Przefiltruj poniższe rekordy i przepisz każdy wiersz, w którym występuje ciąg „bicycle”. Wielkość liter ma znaczenie.

------ Zbiór rekordów

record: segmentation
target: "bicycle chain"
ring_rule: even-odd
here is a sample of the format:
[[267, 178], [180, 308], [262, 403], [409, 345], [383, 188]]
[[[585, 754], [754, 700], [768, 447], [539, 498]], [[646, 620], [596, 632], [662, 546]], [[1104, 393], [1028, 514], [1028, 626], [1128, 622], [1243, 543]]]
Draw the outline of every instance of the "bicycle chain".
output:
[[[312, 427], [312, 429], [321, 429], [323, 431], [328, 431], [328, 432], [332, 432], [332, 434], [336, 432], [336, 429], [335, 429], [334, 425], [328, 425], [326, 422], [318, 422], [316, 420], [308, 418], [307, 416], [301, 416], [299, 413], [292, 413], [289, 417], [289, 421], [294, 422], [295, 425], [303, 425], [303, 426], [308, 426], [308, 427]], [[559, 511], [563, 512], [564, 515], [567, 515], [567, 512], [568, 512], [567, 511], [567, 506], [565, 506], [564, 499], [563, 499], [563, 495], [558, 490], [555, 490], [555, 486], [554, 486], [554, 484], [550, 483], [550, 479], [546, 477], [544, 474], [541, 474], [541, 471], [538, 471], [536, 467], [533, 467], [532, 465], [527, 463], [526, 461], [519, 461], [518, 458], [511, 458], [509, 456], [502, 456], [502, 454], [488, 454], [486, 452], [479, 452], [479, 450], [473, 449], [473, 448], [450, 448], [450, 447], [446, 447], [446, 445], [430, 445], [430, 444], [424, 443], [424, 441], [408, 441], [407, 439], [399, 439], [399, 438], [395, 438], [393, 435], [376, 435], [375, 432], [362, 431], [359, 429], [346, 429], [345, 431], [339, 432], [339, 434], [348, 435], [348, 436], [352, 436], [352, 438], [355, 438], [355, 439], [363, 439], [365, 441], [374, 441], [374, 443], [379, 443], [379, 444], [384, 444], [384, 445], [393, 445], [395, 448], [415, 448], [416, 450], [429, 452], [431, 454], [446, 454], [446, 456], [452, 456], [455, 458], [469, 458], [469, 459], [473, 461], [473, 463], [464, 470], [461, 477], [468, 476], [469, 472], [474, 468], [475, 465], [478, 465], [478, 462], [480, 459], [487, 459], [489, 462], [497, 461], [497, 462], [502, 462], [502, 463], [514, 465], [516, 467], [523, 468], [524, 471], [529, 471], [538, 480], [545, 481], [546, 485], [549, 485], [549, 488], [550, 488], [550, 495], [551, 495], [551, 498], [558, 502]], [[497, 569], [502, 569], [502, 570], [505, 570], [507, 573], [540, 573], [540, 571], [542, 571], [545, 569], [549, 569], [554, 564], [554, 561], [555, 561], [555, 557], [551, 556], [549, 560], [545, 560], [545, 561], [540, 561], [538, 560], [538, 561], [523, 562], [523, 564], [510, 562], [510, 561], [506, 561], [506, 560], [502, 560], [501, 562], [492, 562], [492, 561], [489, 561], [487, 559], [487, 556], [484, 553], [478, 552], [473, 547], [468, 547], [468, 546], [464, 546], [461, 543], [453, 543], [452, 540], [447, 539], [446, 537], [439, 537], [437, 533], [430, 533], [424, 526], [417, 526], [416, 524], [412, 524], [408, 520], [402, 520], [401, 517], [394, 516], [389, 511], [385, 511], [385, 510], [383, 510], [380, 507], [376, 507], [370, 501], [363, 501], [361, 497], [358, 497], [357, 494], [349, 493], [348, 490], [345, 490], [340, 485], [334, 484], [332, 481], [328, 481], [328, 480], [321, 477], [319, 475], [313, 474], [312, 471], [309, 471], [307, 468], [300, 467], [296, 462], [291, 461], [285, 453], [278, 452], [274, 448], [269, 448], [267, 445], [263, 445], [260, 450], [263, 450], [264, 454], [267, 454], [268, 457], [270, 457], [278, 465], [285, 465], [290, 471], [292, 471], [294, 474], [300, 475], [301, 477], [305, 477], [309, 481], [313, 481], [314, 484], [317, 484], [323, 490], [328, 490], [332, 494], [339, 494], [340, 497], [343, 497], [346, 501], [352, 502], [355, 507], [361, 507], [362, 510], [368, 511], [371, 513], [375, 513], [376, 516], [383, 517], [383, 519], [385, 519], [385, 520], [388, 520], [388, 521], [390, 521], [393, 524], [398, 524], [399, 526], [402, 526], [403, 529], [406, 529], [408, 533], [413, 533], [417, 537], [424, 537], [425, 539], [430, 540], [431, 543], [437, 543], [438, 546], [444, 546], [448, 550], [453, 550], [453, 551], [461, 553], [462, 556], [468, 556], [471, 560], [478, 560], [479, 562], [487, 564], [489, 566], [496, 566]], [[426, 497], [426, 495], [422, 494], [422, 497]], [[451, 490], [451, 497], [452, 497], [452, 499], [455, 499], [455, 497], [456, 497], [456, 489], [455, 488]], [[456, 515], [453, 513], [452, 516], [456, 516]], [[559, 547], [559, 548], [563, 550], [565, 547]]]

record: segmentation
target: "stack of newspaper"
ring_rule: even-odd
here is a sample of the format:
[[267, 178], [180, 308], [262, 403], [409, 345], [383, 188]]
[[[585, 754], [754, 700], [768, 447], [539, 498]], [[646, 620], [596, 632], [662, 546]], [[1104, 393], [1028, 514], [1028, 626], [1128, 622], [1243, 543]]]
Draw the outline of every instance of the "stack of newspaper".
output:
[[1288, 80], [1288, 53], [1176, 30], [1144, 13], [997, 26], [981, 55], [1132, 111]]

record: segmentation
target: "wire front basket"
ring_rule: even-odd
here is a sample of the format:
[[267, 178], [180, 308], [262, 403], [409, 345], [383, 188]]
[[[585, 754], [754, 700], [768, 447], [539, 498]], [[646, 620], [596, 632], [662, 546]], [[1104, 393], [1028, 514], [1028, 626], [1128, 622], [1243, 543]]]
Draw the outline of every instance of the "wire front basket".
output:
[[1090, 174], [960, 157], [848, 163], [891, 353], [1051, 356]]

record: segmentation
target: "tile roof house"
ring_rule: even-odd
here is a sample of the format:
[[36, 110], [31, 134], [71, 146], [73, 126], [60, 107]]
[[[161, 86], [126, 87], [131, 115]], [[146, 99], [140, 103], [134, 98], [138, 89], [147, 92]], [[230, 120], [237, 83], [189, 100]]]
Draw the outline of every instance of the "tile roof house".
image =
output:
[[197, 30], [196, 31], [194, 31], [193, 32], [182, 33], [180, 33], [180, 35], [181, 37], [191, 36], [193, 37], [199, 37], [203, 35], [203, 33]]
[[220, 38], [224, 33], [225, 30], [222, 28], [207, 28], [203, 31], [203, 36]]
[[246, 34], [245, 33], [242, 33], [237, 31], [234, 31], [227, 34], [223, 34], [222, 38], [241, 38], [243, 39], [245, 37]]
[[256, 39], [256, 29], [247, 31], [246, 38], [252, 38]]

------------

• Rozwiązanie zadania
target: "bicycle chain"
Draw the outline of every instance of the "bicycle chain".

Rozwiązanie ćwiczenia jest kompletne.